Behind the constitutional and legislative facade

The Official Gazette of the Republic published 1,928 legal provisions from April 10, 2019 to April 1, 2021, none of which involved any effort to guarantee the free exercise of individual rights.

Of the 17 laws passed, none endorse the full exercise of rights enshrined in the Cuban Constitution. For example, the Electoral Law hampers the exercise of political rights of active and passive suffrage, that of revocation, and that of legislative initiative, through onerous mechanisms and prohibitions imposed on Cubans who have lost their residency, even if, in theory, they retain citizenship.

The Foreign Service Law does not concede the exercise of rights to Cubans who have left the country temporarily or permanently, and discriminates particularly against those who express dissent.

The Fisheries Law, which in theory was enacted to protect ecosystems, prevents fish from becoming a natural food source for Cubans despite shortages on an island with a historic fishing tradition.

The laws slated on the schedule related to crucial rights and problems for Cubans, were postponed. Such was the case of the Constitutional Rights Claims Law, the Criminal Procedure Law, and the Civil Procedure and Housing Law, among others.

The excuse of the Covid-19 pandemic would be valid for this postponement if the Law of the President and Vice President of the Republic had not been approved in October 2020, originally planned for December; and if the construction of hotels had not continued despite the pandemic, the housing deficit, and the number of women with minor children who have begun to squat on State premises.

Among the 50 decree-laws approved, none to regulate the rights of demonstration and assembly was included. The controversial Decree-Law 370 regulates the freedoms of expression, information and communication on the Internet only to restrict them, with this being justified invoking the supposed good of society, national security and defense.

Decree-Law 365 demonstrates the determination of the Cuban Government to restrict all possible freedoms and grant only those essential for it to remain in power, forcing agricultural cooperatives to be linked to state agricultural and sugar companies, and prohibiting them from joining political and social organizations other than those recognized by law.

Exercise tasks:
1. Answer these questions from the text on Cuba's laws and decree-laws:
(a) How many legal provisions did the Official Gazette of the Republic publish from April 10, 2019 to April 1, 2021?
(b) Which law was approved in October 2020 after originally being planned for December?
(c) What does Decree-Law 365 prohibit agricultural cooperatives from joining?
2. Pick up the text on Cuba's laws and decree-laws after its last sentence and carry it on in the same style.

Listed records:

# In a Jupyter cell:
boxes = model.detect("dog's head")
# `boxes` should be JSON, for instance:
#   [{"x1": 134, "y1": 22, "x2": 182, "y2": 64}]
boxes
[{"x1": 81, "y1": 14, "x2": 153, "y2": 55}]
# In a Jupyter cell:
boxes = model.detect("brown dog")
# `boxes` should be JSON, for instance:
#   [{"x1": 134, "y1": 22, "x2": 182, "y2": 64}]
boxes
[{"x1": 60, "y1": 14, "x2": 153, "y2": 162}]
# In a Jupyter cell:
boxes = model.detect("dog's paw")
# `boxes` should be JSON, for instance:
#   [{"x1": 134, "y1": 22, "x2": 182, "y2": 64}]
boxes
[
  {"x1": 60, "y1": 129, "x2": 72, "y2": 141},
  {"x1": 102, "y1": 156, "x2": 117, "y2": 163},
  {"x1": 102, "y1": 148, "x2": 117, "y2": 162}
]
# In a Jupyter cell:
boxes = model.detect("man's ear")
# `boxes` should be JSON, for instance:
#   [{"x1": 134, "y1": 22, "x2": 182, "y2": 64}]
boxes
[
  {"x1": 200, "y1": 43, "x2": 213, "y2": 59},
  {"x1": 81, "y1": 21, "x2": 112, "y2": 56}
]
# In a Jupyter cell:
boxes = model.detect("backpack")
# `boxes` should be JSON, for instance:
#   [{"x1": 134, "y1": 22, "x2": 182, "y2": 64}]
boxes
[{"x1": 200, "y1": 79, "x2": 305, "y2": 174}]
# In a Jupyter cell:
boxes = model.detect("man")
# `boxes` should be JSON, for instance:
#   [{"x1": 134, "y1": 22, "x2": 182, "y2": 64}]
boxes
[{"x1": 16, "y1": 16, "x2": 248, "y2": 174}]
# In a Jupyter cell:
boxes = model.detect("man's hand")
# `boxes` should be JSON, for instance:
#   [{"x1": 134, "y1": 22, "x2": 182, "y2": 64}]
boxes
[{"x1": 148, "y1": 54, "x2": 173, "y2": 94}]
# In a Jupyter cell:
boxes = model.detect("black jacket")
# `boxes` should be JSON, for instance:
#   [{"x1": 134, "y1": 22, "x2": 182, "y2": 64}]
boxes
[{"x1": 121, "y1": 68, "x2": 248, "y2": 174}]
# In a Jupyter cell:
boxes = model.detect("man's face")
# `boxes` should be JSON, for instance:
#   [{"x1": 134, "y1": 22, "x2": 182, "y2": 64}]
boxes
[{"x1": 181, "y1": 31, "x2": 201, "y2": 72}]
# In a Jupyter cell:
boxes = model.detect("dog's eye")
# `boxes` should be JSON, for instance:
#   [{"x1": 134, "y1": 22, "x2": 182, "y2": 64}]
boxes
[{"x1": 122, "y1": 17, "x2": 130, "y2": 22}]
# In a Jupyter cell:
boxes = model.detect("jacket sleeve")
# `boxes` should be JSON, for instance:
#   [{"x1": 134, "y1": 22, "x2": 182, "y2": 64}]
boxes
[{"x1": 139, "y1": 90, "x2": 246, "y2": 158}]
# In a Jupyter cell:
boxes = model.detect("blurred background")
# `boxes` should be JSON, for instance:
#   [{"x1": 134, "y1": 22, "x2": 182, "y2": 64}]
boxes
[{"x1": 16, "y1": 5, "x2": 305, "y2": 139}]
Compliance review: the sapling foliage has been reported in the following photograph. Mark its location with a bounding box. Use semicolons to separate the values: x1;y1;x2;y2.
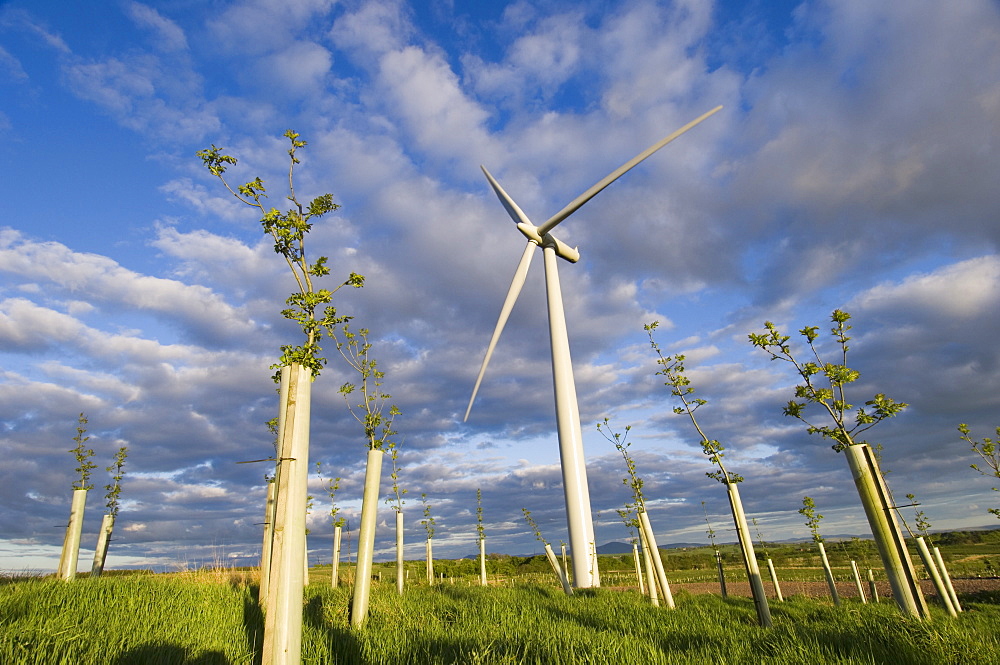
57;413;97;582
90;446;128;577
197;130;364;664
749;309;909;452
597;418;674;608
958;423;1000;519
69;413;97;490
385;445;407;594
644;321;771;627
104;446;128;517
906;492;933;544
748;309;930;617
197;129;365;381
701;501;719;552
331;323;400;450
476;487;486;586
644;321;743;485
799;496;823;543
750;517;785;601
420;493;434;584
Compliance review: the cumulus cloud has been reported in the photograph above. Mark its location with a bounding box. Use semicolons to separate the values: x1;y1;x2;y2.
0;229;255;341
125;2;188;51
0;0;1000;572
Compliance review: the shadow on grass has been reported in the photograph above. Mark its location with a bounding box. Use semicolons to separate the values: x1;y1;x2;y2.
111;642;230;665
243;585;264;665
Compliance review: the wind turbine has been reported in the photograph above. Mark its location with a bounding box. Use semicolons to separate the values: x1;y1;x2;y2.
465;106;722;588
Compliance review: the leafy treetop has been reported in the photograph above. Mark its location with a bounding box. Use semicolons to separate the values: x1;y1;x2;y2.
799;496;823;543
958;423;1000;519
69;413;97;490
521;508;549;545
643;321;743;485
476;487;486;540
104;446;128;517
196;129;365;382
903;493;933;544
420;494;434;540
330;323;401;450
385;445;409;513
748;309;909;452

Responses by item number:
1.
(a) 1,928.
(b) The Law of the President and Vice President of the Republic.
(c) Political and social organizations other than those recognized by law.

2.
Further demonstrations of excessive control by the Government, and its need to limit the prosperity of Cubans, are Resolutions 559/2020 of the Ministry of Agriculture, and 177 and 212 of the Ministry of Tourism, which authorize and establish rules for direct commercialization between the Tourism sector and the Basic Production Units, the Agricultural and Credit and Services

Cooperatives, and small farmers

Even though the Tourism sector sells its products in MLC, it pays farmers in national currency, and the rules prohibit any contractual agreement on the type of currency between the parties.

These are just three of the 1,355 resolutions passed during the period. More than 80 correspond to the Tarea Ordenamiento, which has driven up inflation and hunger in the country.

Of the 75 Presidential Decrees, almost all of them have involved official signs of mourning and the approval of regulations clarifying the application of laws and decrees restricting rights by their very nature. Only the Program for the Advancement of Women has any positive implications for the population.

The National Assembly’s 62 Agreements ratify decisions of the Council of State. Two have to do with the initial proposal of the Legislative Schedule and its readjustment. They did not care that the readjustment means more delays to approve rules related to fundamental rights, as the National Assembly is so subservient to the Council of State, and so out of touch with the people it is supposed to represent, that it did not even stop to consider the effects of this delay on the dire housing situation in the country.